◆ Problem description
Please arrange the entries, starting at the beginning of the stored data and ending at the line that contains "243L898 168L845 172L806", as a Markdown table with a Row column holding a running number and a Line column holding each line, skipping blank lines. Leave the pictures out of the table.

[Stored data]
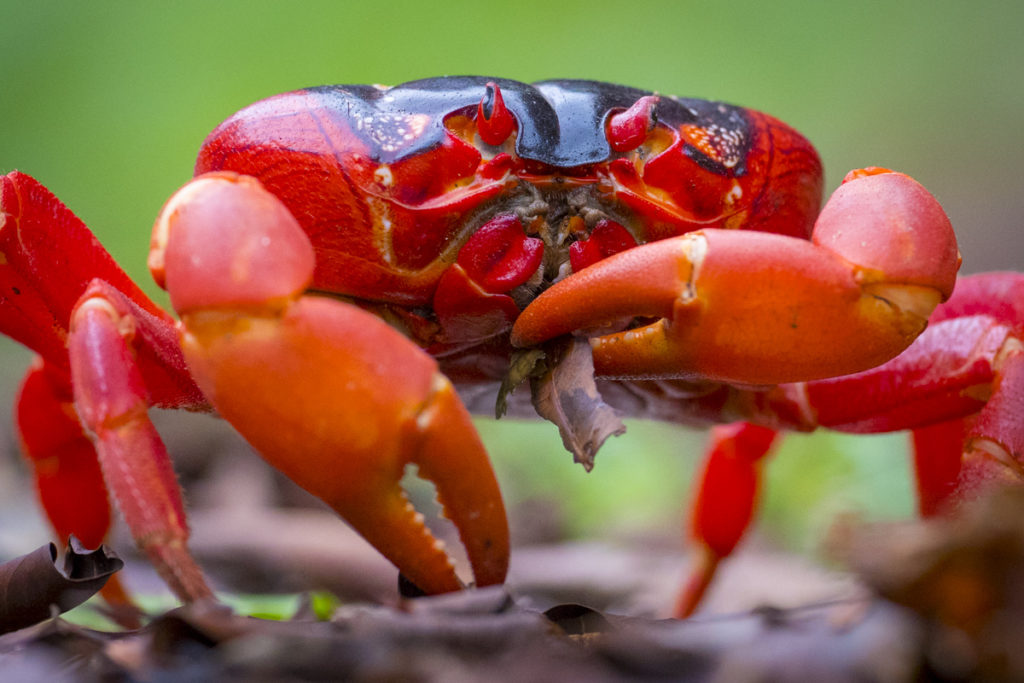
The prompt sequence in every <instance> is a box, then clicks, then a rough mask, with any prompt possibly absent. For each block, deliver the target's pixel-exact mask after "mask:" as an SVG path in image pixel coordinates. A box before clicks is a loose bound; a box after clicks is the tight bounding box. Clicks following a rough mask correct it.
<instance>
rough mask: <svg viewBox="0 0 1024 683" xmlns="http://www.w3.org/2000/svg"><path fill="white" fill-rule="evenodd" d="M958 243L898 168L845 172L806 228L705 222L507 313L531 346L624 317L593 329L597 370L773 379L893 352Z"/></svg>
mask: <svg viewBox="0 0 1024 683" xmlns="http://www.w3.org/2000/svg"><path fill="white" fill-rule="evenodd" d="M958 265H959V255H958V252H957V251H956V242H955V238H954V237H953V232H952V227H951V225H950V224H949V220H948V219H947V218H946V216H945V213H944V212H943V211H942V208H941V207H940V206H939V204H938V202H937V201H936V200H935V199H934V198H933V197H932V196H931V195H930V194H929V193H928V191H927V190H926V189H925V188H924V187H922V186H921V185H920V184H918V183H916V182H915V181H914V180H912V179H911V178H909V177H908V176H905V175H902V174H899V173H892V172H879V171H876V170H871V171H869V172H865V173H862V174H851V176H849V177H848V180H847V182H845V183H844V184H843V185H842V186H841V187H840V188H839V189H837V190H836V193H835V194H834V195H833V197H831V199H830V200H829V202H828V203H827V204H826V205H825V207H824V209H823V210H822V212H821V215H820V216H819V217H818V220H817V222H816V223H815V228H814V233H813V237H812V241H811V242H807V241H804V240H799V239H796V238H791V237H785V236H780V234H773V233H766V232H754V231H740V230H726V229H706V230H700V231H697V232H691V233H688V234H684V236H681V237H676V238H670V239H668V240H663V241H660V242H655V243H650V244H647V245H643V246H640V247H637V248H635V249H631V250H629V251H626V252H622V253H620V254H615V255H614V256H611V257H609V258H607V259H605V260H603V261H600V262H598V263H596V264H594V265H592V266H590V267H587V268H584V269H583V270H581V271H580V272H578V273H574V274H572V275H570V276H569V278H566V279H565V280H563V281H561V282H559V283H557V284H555V285H554V286H553V287H552V288H551V289H549V290H548V291H546V292H545V293H544V294H542V295H541V296H540V297H538V298H537V299H536V300H535V301H534V302H532V303H530V305H529V306H527V307H526V309H525V310H524V311H523V312H522V314H521V315H520V316H519V318H518V319H517V321H516V324H515V327H514V328H513V330H512V341H513V343H514V344H515V345H517V346H531V345H536V344H539V343H541V342H543V341H545V340H547V339H551V338H553V337H557V336H559V335H563V334H568V333H570V332H573V331H581V330H582V331H588V330H595V329H600V328H602V327H604V328H607V327H608V326H612V325H616V321H617V322H620V323H618V324H620V325H621V322H622V321H623V319H626V321H629V319H632V318H634V317H656V318H659V319H657V321H655V322H654V323H652V324H650V325H646V326H644V327H640V328H638V329H632V330H627V331H624V332H617V333H615V334H609V335H603V336H598V337H595V338H593V339H592V340H591V344H592V346H593V348H594V364H595V370H596V372H597V373H598V374H599V375H601V376H605V377H622V378H630V377H641V378H642V377H683V378H701V379H711V380H717V381H723V382H734V383H745V384H777V383H782V382H797V381H806V380H813V379H819V378H823V377H833V376H837V375H844V374H849V373H854V372H859V371H861V370H865V369H867V368H871V367H874V366H877V365H879V364H881V362H884V361H885V360H887V359H889V358H891V357H893V356H895V355H896V354H897V353H899V352H900V351H901V350H902V349H903V348H905V347H906V346H907V345H908V344H909V343H910V342H911V341H913V339H914V338H915V337H916V336H918V335H919V334H920V333H921V332H922V330H924V328H925V325H926V323H927V319H928V315H929V314H930V313H931V311H932V309H934V308H935V306H936V305H937V304H938V303H939V302H940V301H943V300H945V299H946V298H947V297H948V296H949V294H950V293H951V292H952V286H953V283H954V279H955V274H956V269H957V267H958Z"/></svg>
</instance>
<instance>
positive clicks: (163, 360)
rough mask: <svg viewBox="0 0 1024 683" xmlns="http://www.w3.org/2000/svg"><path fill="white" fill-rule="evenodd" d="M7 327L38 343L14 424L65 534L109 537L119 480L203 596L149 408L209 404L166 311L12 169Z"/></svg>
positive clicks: (177, 566)
mask: <svg viewBox="0 0 1024 683" xmlns="http://www.w3.org/2000/svg"><path fill="white" fill-rule="evenodd" d="M0 289H2V291H3V296H2V297H0V332H3V333H4V334H6V335H8V336H10V337H13V338H14V339H16V340H18V341H20V342H22V343H24V344H25V345H27V346H28V347H30V348H31V349H33V350H34V351H36V352H37V353H38V354H39V355H40V357H39V358H38V359H37V360H36V362H35V364H34V365H33V367H32V368H31V369H30V371H29V373H28V375H27V376H26V379H25V382H24V383H23V385H22V390H20V393H19V395H18V400H17V404H16V405H17V408H16V423H17V426H18V432H19V434H20V440H22V446H23V451H24V453H25V455H26V457H27V458H28V460H29V462H30V463H32V466H33V469H34V471H35V476H36V482H37V488H38V493H39V497H40V500H41V502H42V504H43V508H44V510H45V511H46V513H47V516H48V517H49V519H50V522H51V524H52V525H53V528H54V530H55V531H56V535H57V537H58V538H59V539H60V540H61V541H66V540H67V538H68V537H69V536H71V535H75V536H76V537H78V538H79V540H81V541H82V542H83V543H84V544H85V545H86V546H87V547H96V546H98V545H99V544H100V543H102V541H103V539H104V537H105V535H106V532H108V529H109V526H110V505H109V503H108V487H110V488H111V490H112V492H113V493H114V494H115V497H116V499H117V500H118V503H119V504H120V505H121V506H122V511H123V513H124V515H125V517H126V520H127V522H128V525H129V527H130V528H131V529H132V531H133V533H134V535H135V538H136V540H138V542H139V545H140V546H141V547H142V548H143V550H144V551H145V552H146V553H147V554H150V556H151V557H152V558H153V559H154V561H155V564H156V566H157V569H158V571H160V573H161V574H162V575H164V577H165V578H166V579H168V581H169V583H170V585H171V587H172V588H173V589H174V590H175V592H176V593H177V594H178V596H179V597H180V598H181V599H183V600H193V599H199V598H204V597H208V596H209V595H210V591H209V589H208V588H207V587H206V585H205V582H204V581H203V578H202V574H201V573H200V572H199V569H198V568H197V566H196V564H195V562H194V561H193V559H191V557H190V556H189V555H188V554H187V551H186V550H185V549H184V538H185V536H186V535H187V530H186V527H185V525H184V518H183V513H182V512H181V501H180V493H179V492H178V488H177V483H176V481H175V480H174V476H173V474H172V473H171V469H170V463H169V462H168V461H167V454H166V452H165V450H164V446H163V444H162V443H161V442H160V440H159V438H158V437H157V435H156V432H155V431H153V426H152V424H150V422H148V419H147V418H146V416H145V410H146V409H147V408H148V407H150V405H151V404H155V405H161V407H165V408H188V409H190V410H209V409H208V407H207V404H206V401H205V400H204V399H203V396H202V395H201V394H200V391H199V388H198V387H196V385H195V383H194V382H193V381H191V379H190V378H189V377H188V373H187V371H186V370H185V367H184V361H183V358H182V356H181V350H180V347H179V346H178V335H177V331H176V330H175V328H174V326H173V323H172V321H171V318H170V316H168V315H167V314H166V313H165V312H164V311H162V310H161V309H160V308H159V307H158V306H157V305H156V304H154V303H153V302H152V301H150V300H148V298H147V297H146V296H145V295H144V294H143V293H142V292H141V290H139V289H138V288H137V287H136V286H135V285H134V284H133V283H132V282H131V280H130V279H129V278H128V276H127V275H126V274H125V273H124V271H123V270H122V269H121V268H120V267H119V266H118V265H117V263H116V262H115V261H114V259H113V258H112V257H111V256H110V254H108V253H106V251H105V250H104V249H103V248H102V246H100V244H99V242H98V241H97V240H96V239H95V237H93V234H92V233H91V232H90V231H89V229H88V228H87V227H86V226H85V224H84V223H82V221H81V220H79V219H78V217H76V216H75V215H74V214H73V213H72V212H71V211H69V210H68V209H67V207H65V206H63V205H62V204H61V203H60V202H59V201H58V200H57V199H56V198H55V197H54V196H53V195H52V194H50V193H49V190H47V189H46V188H45V187H43V186H42V185H41V184H39V183H38V182H37V181H36V180H35V179H33V178H32V177H30V176H27V175H25V174H24V173H17V172H13V173H9V174H7V175H5V176H3V177H0ZM73 386H74V390H73V389H72V387H73ZM136 467H138V468H139V469H135V468H136ZM108 587H109V588H105V589H104V597H106V598H108V600H109V601H111V602H112V603H126V602H127V601H128V598H127V597H126V596H125V594H124V593H123V592H119V586H118V582H117V581H116V580H115V581H113V582H109V583H108Z"/></svg>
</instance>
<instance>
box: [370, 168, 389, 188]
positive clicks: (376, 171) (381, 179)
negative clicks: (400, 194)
mask: <svg viewBox="0 0 1024 683" xmlns="http://www.w3.org/2000/svg"><path fill="white" fill-rule="evenodd" d="M374 179H375V180H376V181H377V182H379V183H381V184H382V185H383V186H385V187H390V186H391V185H393V184H394V175H393V174H392V173H391V167H390V166H388V165H387V164H381V166H380V168H378V169H377V170H376V171H374Z"/></svg>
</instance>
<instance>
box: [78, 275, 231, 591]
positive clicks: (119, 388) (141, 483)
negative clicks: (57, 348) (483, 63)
mask: <svg viewBox="0 0 1024 683" xmlns="http://www.w3.org/2000/svg"><path fill="white" fill-rule="evenodd" d="M133 334H134V325H133V318H132V317H131V316H130V315H125V314H124V313H123V312H122V311H119V310H118V309H117V308H116V305H115V303H113V302H112V301H109V300H106V299H104V298H103V297H102V296H99V295H96V296H88V295H87V297H86V298H85V299H84V300H83V301H82V302H81V303H79V304H78V306H77V307H76V309H75V311H74V312H73V313H72V319H71V334H70V336H69V339H68V353H69V358H70V360H71V374H72V385H73V387H74V396H75V409H76V412H77V413H78V415H79V417H80V419H81V420H82V424H83V426H84V427H85V429H86V430H87V431H88V432H89V433H90V435H91V437H92V440H93V443H94V445H95V449H96V454H97V456H98V458H99V464H100V467H101V468H102V471H103V478H104V479H105V480H106V485H108V487H109V488H110V490H111V492H112V493H113V494H114V496H115V498H116V499H117V502H118V507H119V508H120V510H121V512H122V514H123V515H124V518H125V521H126V522H127V524H128V527H129V528H130V529H131V532H132V536H133V537H134V539H135V542H136V543H137V544H138V546H139V548H141V549H142V551H144V552H145V553H146V555H148V557H150V559H151V561H152V562H153V564H154V566H155V567H156V568H157V571H158V572H159V573H160V575H161V578H163V580H164V581H165V582H167V584H168V586H170V588H171V590H172V591H173V592H174V594H175V595H176V596H178V597H179V598H180V599H181V600H183V601H185V602H191V601H197V600H203V599H207V598H212V597H213V594H212V592H211V591H210V588H209V587H208V586H207V584H206V580H205V579H204V577H203V572H202V570H201V569H200V568H199V566H198V565H197V564H196V561H195V560H194V559H193V557H191V555H190V554H189V552H188V549H187V540H188V525H187V522H186V520H185V513H184V506H183V504H182V502H181V490H180V488H179V487H178V484H177V480H176V479H175V476H174V471H173V469H172V467H171V462H170V458H169V457H168V455H167V450H166V447H165V446H164V443H163V441H162V440H161V439H160V435H159V434H158V433H157V430H156V428H155V427H154V426H153V423H152V422H151V421H150V418H148V415H147V412H146V411H147V409H148V399H147V395H146V389H145V385H144V384H143V381H142V376H141V373H140V372H139V370H138V367H137V366H136V364H135V357H134V354H133V352H132V349H131V347H130V344H129V342H130V338H131V337H132V335H133Z"/></svg>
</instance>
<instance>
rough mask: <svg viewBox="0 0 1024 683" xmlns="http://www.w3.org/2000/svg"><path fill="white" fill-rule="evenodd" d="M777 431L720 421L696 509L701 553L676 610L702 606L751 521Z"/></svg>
mask: <svg viewBox="0 0 1024 683" xmlns="http://www.w3.org/2000/svg"><path fill="white" fill-rule="evenodd" d="M775 436H776V432H775V430H773V429H768V428H766V427H759V426H758V425H753V424H750V423H746V422H737V423H734V424H731V425H722V426H718V427H714V428H713V429H712V431H711V442H710V443H709V446H708V453H707V455H706V456H705V467H703V472H702V473H701V475H700V477H699V479H698V483H697V488H696V495H695V497H694V500H693V506H692V512H691V513H690V515H691V516H690V536H691V538H692V540H693V541H694V542H695V544H696V551H695V552H696V559H695V561H694V563H693V568H692V569H691V570H690V574H689V578H688V579H687V580H686V583H685V584H684V585H683V590H682V593H681V594H680V596H679V599H678V601H677V602H676V610H675V615H676V617H677V618H685V617H686V616H689V615H690V614H691V613H693V611H694V610H695V609H696V607H697V605H698V604H699V603H700V600H701V598H702V597H703V595H705V593H706V592H707V590H708V588H709V586H711V582H712V580H713V579H714V577H715V570H716V569H717V568H718V563H719V561H720V560H721V559H722V558H724V557H727V556H728V555H730V554H731V553H732V551H733V549H735V547H736V544H737V543H739V540H740V539H741V538H742V537H743V533H745V531H746V528H748V527H749V526H750V524H751V520H752V519H753V517H754V512H755V509H756V506H757V500H758V495H759V492H760V489H761V461H762V460H763V459H764V457H765V456H767V455H768V452H769V451H770V450H771V446H772V443H773V442H774V440H775Z"/></svg>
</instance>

◆ Output
| Row | Line |
|---|---|
| 1 | The prompt sequence in every <instance> is a box, then clicks, then a rough mask, with any prompt possibly absent. For each block, deliver the target's pixel-exact mask after "mask:" as an SVG path in image pixel coordinates. A box before clicks is a loose bound; a box after clicks is the tight bounding box. Clicks following a rough mask correct it. |
| 2 | <instance> |
| 3 | rough mask: <svg viewBox="0 0 1024 683" xmlns="http://www.w3.org/2000/svg"><path fill="white" fill-rule="evenodd" d="M958 243L898 168L845 172L806 228L705 222L507 313L531 346L624 317L593 329L597 370L773 379L893 352Z"/></svg> |